» **Brief**
Copy the records below word for word, leaving out the pictures.

» **Extracted records**
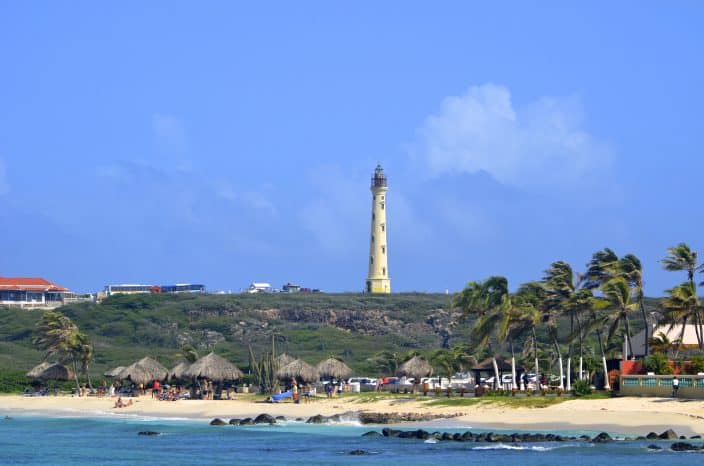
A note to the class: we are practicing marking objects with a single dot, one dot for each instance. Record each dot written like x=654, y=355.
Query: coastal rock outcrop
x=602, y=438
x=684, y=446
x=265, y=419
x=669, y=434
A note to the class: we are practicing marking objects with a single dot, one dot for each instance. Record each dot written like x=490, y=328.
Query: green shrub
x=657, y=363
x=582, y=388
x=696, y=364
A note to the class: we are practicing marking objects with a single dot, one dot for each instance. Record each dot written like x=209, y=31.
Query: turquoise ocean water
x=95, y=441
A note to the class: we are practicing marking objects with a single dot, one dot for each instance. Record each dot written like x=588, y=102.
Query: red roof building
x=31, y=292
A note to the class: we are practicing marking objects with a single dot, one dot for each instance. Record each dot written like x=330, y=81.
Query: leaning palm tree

» **Completed exercise**
A note to the class: we are practicing marking objects with a single dot, one dot for each instance. Record each dot written like x=654, y=355.
Query: coastal rock outcrop
x=602, y=438
x=684, y=446
x=265, y=419
x=669, y=434
A note to the class: we are practicing marking objects with a single dot, one dot for each instance. Record each dot written like x=490, y=328.
Query: green shrub
x=657, y=363
x=582, y=388
x=696, y=364
A note to the class: we are practicing marking objects with a single dot, one dot for each instance. Record each dot written like x=209, y=31.
Query: turquoise ocean water
x=95, y=441
A note to the class: we are practicing marking objects with a single dot, one dot for each instance. Record each dot written like x=588, y=102.
Query: red roof building
x=31, y=292
A note to the class: we are practicing marking objects with a single dot, one dot for each instance. Record each dot written like x=330, y=81.
Query: leaning palm tree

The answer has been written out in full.